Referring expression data
+-------+

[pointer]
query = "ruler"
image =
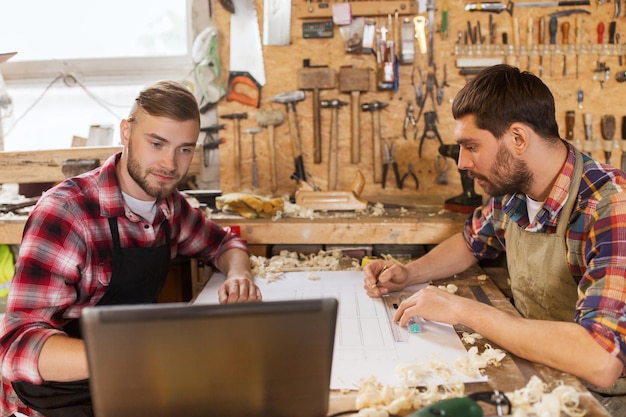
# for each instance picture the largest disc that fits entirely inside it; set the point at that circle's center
(391, 301)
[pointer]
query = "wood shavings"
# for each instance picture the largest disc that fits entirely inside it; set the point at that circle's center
(470, 338)
(475, 362)
(451, 288)
(275, 267)
(535, 399)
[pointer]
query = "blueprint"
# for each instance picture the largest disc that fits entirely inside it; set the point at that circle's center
(367, 342)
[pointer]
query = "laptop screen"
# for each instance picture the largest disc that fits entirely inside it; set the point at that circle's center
(254, 359)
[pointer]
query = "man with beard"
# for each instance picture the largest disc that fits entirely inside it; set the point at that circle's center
(559, 215)
(107, 237)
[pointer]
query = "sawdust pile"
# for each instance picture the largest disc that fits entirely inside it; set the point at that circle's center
(286, 261)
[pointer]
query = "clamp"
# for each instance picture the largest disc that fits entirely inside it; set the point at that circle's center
(430, 130)
(389, 160)
(409, 118)
(412, 174)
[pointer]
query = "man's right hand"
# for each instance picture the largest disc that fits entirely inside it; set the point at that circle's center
(382, 277)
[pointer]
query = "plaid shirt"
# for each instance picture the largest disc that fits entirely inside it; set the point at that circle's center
(65, 262)
(595, 239)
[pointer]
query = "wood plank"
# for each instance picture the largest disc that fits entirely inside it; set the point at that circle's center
(310, 10)
(45, 165)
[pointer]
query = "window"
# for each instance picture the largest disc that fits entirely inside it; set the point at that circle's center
(81, 63)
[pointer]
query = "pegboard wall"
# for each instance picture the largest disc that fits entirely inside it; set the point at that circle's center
(589, 85)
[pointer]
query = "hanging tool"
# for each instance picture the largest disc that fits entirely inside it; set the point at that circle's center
(210, 141)
(441, 170)
(570, 116)
(247, 70)
(375, 107)
(542, 43)
(588, 148)
(430, 8)
(578, 35)
(236, 117)
(270, 118)
(467, 201)
(498, 7)
(316, 78)
(409, 172)
(443, 29)
(420, 33)
(390, 160)
(553, 25)
(354, 81)
(565, 33)
(255, 170)
(289, 100)
(430, 130)
(530, 46)
(516, 44)
(623, 164)
(607, 127)
(409, 121)
(333, 148)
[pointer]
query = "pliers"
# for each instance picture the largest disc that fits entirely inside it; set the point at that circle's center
(409, 119)
(389, 160)
(412, 174)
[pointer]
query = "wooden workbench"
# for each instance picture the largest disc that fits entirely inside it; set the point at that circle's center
(513, 373)
(420, 225)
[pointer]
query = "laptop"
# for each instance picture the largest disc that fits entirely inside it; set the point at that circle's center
(251, 359)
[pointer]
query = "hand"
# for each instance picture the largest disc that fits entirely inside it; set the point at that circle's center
(431, 303)
(238, 290)
(383, 277)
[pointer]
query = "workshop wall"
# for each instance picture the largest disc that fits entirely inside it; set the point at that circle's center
(283, 62)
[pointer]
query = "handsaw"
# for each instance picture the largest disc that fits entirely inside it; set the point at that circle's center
(247, 71)
(498, 7)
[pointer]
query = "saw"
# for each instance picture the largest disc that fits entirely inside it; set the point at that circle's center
(498, 7)
(247, 71)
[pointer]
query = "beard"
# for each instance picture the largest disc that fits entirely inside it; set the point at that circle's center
(141, 177)
(507, 175)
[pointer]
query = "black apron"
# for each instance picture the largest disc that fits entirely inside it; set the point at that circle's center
(137, 278)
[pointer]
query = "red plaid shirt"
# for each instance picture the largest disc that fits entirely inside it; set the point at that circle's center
(65, 262)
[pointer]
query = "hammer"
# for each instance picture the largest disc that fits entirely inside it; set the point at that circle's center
(290, 99)
(335, 105)
(236, 117)
(375, 107)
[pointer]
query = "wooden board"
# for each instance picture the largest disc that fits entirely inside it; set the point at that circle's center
(45, 165)
(283, 62)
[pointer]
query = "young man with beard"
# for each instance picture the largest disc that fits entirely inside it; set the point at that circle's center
(559, 215)
(106, 237)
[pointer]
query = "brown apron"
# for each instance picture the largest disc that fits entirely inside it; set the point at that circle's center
(137, 278)
(541, 282)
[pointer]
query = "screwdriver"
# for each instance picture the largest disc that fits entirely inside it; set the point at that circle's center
(578, 35)
(529, 42)
(553, 28)
(542, 41)
(607, 127)
(565, 32)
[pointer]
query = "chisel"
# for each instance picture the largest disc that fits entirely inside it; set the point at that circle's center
(607, 126)
(553, 28)
(498, 7)
(542, 42)
(623, 165)
(565, 32)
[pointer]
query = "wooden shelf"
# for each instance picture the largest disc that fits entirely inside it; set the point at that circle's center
(359, 8)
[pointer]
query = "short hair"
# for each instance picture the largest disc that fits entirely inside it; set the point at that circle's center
(167, 99)
(502, 95)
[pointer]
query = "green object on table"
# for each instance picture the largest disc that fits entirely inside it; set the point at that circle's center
(454, 407)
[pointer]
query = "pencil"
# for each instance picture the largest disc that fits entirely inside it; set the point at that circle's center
(386, 267)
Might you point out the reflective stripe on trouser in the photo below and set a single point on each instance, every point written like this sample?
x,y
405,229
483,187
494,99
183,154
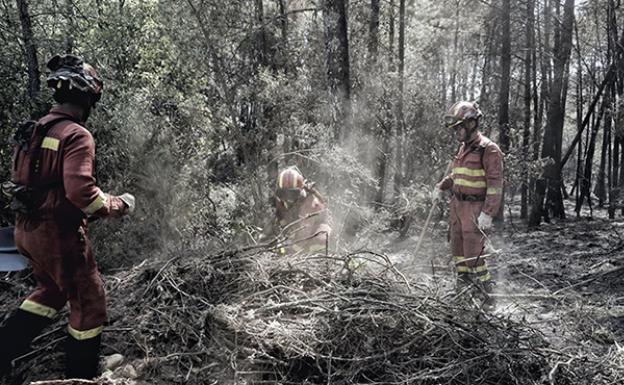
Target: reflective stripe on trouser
x,y
65,270
467,241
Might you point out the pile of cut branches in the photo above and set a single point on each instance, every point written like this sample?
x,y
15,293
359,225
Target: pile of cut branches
x,y
254,317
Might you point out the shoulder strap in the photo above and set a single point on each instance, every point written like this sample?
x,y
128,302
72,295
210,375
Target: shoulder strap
x,y
41,130
483,146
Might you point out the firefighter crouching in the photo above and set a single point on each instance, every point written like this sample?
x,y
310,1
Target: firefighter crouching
x,y
55,192
301,213
476,182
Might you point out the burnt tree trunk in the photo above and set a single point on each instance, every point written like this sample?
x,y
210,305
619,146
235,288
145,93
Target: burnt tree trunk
x,y
400,121
526,132
30,55
373,34
337,65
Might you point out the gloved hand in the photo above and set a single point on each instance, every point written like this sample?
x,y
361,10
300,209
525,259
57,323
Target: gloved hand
x,y
484,221
128,199
436,193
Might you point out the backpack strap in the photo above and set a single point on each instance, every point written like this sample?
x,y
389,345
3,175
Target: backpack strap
x,y
39,133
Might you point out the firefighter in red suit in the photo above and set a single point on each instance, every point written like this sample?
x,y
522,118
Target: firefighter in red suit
x,y
56,168
476,182
301,213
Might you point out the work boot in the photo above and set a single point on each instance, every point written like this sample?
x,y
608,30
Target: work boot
x,y
82,357
16,335
489,302
463,281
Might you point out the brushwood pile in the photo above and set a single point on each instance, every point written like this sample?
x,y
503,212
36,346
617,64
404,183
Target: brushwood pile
x,y
251,317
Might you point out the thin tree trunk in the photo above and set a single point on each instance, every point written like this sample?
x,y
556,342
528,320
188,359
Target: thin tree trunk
x,y
453,80
400,121
526,132
579,118
589,161
30,55
391,38
503,96
503,101
553,135
337,59
373,34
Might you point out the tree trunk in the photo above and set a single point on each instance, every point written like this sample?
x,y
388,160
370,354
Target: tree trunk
x,y
337,63
553,135
391,38
526,132
30,55
400,123
503,96
453,80
589,161
373,34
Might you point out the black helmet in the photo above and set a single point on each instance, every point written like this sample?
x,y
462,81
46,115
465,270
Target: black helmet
x,y
70,74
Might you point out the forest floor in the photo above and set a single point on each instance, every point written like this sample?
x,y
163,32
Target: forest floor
x,y
565,280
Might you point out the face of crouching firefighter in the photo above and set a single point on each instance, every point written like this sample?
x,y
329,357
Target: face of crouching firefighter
x,y
291,196
466,131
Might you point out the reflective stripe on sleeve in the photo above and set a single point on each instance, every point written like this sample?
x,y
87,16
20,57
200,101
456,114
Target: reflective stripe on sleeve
x,y
469,183
38,309
97,204
469,171
50,143
85,334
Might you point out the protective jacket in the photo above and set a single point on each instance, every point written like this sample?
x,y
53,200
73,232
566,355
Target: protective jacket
x,y
305,223
476,181
54,235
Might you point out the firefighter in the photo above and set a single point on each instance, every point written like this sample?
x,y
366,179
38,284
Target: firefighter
x,y
56,192
476,182
301,213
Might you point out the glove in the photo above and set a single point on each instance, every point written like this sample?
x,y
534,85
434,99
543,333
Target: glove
x,y
484,221
436,193
128,199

+-------+

TASK PROMPT:
Each line above that has the word "beard" must be copied.

SOLUTION TO THIS EXERCISE:
query = "man with beard"
query = "beard"
query = "young man with beard"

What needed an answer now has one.